→ **TEXT FOR ANALYSIS**
Billy Wright was shot dead in the Maze prison in 1997
RUC Special Branch systematically failed to warn people under threat, the Billy Wright Inquiry has heard.
The claim was made by Vincent McFadden, senior investigating officer with the Stevens Inquiry which examined alleged loyalist and security force collusion.
He said the team had gathered evidence that more than 250 people were never told they were being targeted, some of whom were later killed or injured.
The inquiry is examining the murder of the LVF leader in prison in 1997.
Mr McFadden outlined how the Stevens Inquiry team had examined the handling of intelligence about threats to 255 people, the vast majority of whom were Catholic.
'Guilty by association'
He said they all had real or perceived connections to paramilitary groups - and that often it was a case of "guilty by association" because an individual had been seen in the company of a member of a paramilitary organisation.

→ **GOAL OF THE EXERCISE**
Please state the role Vincent McFadden held, according to the report on the Billy Wright Inquiry.

Saved data entries
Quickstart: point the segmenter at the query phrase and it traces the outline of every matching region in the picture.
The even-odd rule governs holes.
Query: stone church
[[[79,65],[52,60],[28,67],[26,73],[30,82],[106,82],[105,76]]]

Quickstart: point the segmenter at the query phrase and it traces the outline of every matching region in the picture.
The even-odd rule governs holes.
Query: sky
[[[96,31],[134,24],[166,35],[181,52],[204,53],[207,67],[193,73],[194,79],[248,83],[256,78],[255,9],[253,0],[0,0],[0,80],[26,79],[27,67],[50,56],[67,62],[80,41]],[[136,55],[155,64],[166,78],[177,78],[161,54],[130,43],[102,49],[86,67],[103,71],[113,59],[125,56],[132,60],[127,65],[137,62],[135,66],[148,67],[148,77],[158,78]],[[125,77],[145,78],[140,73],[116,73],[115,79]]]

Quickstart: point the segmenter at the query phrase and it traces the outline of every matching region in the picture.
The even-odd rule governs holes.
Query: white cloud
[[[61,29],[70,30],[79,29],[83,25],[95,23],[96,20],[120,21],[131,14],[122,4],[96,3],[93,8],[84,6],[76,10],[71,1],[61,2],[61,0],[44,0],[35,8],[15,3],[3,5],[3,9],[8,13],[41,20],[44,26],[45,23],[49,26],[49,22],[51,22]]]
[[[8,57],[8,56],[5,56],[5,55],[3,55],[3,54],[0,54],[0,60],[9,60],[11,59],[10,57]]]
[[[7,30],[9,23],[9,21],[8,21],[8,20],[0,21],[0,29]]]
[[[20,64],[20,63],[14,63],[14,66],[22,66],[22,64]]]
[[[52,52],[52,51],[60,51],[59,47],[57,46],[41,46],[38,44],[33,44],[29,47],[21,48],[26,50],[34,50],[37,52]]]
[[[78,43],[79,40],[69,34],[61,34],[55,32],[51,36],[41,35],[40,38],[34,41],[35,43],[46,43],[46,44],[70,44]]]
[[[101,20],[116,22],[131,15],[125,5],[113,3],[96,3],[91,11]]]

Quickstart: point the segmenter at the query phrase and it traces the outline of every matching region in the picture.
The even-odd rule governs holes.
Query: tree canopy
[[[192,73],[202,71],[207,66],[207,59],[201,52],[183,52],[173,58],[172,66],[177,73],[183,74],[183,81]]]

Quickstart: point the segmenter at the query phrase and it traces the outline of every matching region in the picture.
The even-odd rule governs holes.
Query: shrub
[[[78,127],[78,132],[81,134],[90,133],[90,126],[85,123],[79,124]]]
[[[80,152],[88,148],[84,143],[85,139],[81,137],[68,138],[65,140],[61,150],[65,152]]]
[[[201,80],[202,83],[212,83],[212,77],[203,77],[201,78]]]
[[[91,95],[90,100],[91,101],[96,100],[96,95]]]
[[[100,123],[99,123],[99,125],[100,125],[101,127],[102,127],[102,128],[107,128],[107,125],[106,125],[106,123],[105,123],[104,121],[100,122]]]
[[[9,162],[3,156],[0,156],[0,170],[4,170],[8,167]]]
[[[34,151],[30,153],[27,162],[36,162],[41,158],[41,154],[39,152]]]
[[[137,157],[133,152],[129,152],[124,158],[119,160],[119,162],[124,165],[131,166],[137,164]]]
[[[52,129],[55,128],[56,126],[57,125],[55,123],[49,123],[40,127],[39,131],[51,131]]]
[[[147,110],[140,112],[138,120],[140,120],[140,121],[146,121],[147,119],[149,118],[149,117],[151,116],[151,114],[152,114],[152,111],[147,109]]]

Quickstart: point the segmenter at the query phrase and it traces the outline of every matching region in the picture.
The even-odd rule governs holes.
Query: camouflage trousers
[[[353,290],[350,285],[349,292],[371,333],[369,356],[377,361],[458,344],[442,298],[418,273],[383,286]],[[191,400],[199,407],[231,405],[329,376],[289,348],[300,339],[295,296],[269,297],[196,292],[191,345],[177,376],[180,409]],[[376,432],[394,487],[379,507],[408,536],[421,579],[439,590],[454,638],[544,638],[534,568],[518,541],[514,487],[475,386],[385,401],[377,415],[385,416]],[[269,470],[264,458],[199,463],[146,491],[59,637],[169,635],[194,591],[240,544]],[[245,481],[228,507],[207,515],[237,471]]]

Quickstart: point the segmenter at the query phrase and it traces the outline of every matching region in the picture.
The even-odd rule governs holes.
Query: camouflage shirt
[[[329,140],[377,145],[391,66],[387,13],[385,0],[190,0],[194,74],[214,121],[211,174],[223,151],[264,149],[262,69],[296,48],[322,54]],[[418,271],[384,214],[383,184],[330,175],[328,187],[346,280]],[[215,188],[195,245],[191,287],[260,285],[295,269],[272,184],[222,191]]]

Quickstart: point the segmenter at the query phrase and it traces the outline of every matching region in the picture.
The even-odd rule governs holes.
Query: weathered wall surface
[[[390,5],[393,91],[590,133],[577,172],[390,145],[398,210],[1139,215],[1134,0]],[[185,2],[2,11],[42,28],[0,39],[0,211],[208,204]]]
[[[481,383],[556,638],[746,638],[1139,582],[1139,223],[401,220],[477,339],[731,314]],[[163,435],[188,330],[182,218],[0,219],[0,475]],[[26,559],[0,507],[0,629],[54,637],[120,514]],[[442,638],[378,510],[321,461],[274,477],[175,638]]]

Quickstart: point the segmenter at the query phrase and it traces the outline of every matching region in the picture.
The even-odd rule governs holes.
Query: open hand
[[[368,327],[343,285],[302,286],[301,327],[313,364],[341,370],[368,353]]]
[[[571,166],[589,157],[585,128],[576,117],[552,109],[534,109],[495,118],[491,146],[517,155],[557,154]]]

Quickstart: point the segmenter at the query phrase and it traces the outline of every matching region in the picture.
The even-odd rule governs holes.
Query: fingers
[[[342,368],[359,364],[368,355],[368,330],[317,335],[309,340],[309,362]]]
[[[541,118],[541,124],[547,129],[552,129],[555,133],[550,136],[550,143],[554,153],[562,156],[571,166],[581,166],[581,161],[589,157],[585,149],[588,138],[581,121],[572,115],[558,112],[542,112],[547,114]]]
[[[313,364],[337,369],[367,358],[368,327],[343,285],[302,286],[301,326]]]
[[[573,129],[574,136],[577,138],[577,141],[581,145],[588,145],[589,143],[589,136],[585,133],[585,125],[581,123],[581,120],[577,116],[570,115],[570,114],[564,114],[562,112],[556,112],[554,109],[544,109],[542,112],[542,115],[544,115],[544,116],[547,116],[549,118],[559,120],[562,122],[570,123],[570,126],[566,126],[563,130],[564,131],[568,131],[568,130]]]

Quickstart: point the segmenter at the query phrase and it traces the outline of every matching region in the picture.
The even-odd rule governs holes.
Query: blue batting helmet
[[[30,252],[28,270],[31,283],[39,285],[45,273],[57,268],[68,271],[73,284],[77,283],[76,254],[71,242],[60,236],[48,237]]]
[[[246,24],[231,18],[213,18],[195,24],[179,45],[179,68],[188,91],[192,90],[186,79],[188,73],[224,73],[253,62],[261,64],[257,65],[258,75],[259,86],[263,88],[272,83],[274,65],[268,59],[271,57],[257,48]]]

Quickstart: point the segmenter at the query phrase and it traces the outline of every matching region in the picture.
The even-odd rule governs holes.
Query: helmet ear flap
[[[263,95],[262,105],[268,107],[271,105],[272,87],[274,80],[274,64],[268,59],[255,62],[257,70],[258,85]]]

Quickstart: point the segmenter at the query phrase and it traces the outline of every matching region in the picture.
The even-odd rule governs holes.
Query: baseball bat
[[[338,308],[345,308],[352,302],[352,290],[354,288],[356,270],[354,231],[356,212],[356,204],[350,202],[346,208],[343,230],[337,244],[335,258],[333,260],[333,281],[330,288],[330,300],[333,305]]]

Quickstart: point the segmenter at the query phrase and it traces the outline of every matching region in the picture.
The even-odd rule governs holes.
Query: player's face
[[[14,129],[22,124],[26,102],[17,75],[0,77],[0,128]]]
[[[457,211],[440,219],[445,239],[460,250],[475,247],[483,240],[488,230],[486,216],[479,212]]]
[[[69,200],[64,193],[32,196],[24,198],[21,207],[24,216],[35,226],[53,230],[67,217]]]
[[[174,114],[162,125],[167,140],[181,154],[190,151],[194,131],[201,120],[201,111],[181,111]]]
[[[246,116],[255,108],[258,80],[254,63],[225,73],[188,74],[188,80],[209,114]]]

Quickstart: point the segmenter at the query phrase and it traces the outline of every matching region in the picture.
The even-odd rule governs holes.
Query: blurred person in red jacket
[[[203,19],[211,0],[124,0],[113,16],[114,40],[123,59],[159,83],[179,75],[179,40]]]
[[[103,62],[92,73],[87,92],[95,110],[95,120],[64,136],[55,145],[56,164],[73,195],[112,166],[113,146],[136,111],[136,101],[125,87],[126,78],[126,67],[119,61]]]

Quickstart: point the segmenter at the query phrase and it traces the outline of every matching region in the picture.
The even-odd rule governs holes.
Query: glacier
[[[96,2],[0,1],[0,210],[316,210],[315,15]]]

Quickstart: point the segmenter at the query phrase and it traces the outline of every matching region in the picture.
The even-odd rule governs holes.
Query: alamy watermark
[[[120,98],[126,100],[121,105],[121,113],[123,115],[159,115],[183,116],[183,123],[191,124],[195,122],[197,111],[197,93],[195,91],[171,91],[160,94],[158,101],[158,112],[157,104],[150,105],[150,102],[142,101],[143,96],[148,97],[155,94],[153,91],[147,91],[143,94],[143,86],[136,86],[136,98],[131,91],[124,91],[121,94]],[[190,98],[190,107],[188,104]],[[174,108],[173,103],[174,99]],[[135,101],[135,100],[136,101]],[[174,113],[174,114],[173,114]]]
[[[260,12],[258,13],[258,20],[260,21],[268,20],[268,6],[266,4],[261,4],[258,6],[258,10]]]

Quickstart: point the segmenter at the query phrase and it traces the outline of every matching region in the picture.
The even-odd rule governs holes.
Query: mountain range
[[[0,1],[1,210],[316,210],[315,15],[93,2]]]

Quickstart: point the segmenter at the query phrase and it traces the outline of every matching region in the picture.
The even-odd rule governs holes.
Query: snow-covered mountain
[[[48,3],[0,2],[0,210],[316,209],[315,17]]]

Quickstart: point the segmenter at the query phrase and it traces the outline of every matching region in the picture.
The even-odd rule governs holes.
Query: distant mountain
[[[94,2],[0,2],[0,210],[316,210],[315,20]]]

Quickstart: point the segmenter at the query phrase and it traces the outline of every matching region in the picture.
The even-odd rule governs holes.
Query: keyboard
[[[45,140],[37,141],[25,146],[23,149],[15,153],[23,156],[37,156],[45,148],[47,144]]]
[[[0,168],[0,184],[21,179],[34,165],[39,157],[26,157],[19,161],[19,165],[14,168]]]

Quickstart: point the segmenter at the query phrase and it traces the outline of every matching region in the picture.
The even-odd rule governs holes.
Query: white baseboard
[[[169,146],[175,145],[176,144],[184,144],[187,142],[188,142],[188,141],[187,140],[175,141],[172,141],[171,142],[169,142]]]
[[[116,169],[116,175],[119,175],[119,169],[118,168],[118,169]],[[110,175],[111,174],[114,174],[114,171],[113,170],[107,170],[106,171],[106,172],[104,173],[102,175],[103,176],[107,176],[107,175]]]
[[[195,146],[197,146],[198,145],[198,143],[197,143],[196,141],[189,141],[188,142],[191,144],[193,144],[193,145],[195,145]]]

→ **TASK RESPONSE**
He was senior investigating officer with the Stevens Inquiry.